# [Data extract]
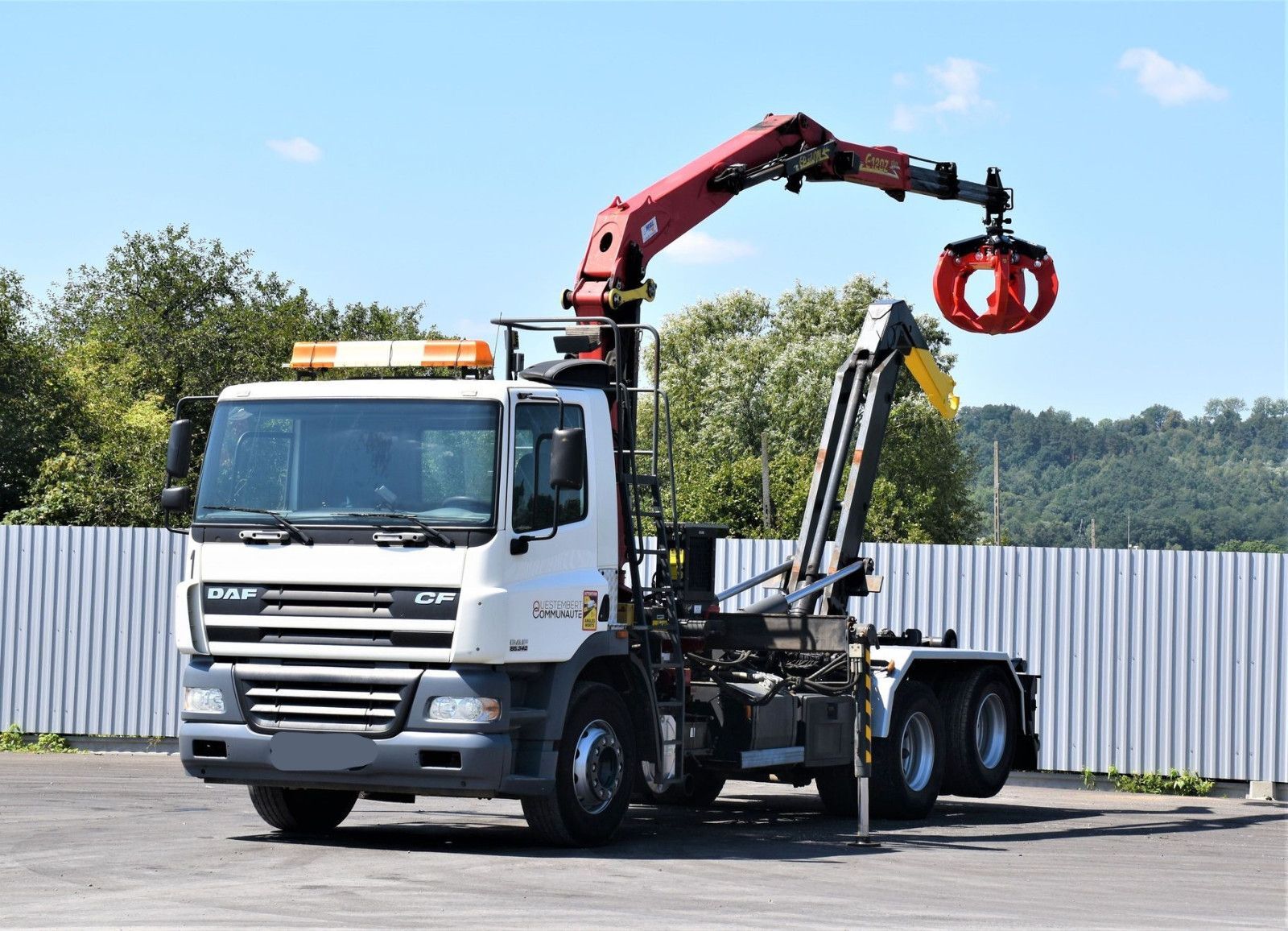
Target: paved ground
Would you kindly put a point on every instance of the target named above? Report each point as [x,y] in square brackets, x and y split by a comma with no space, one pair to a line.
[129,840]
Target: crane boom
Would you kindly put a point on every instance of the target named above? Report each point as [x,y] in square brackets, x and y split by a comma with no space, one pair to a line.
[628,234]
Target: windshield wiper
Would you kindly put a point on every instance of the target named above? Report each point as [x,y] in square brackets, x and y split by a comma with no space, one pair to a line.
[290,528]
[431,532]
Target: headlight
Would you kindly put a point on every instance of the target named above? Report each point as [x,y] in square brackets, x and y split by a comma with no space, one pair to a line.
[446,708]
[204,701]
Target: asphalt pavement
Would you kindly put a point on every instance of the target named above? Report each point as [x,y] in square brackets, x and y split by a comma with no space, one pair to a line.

# [Stated exercise]
Could you write out all the entries above again, swapping every "instance" for "occurrence" and changing nothing else? Omit the pictures from your answer.

# [Solution for this problem]
Target: paved ground
Would you kindly put a point on every occurrence of the target named above? Report each point as [x,y] in square brackets, x and y split by a comma with no space, one pair to a line.
[129,840]
Target: crane boom
Would you kindly put a point on every occurrence of the target named above? Report each point as [x,y] in square brackets, x and y split by a comma with no space, one pair to a line.
[628,234]
Target: windshield wiper
Would you kindly put a point on every occurrence of the target named above? Report each point as [x,y] in square brackets, x and y split by a comma with no space, one pair to a line.
[290,528]
[431,532]
Target: headlight
Would you kindly put a point on every occurrence of the target named above? Report each point as [x,y] in square brackets, x and y split by a comma with no space, one pair to a line.
[446,708]
[204,701]
Target: asphalt pavement
Would you kindly put a point on every occurrence of the target named above? Report each point as [x,y] in square brackets, x and y split by a comma with no space, one pair to a line.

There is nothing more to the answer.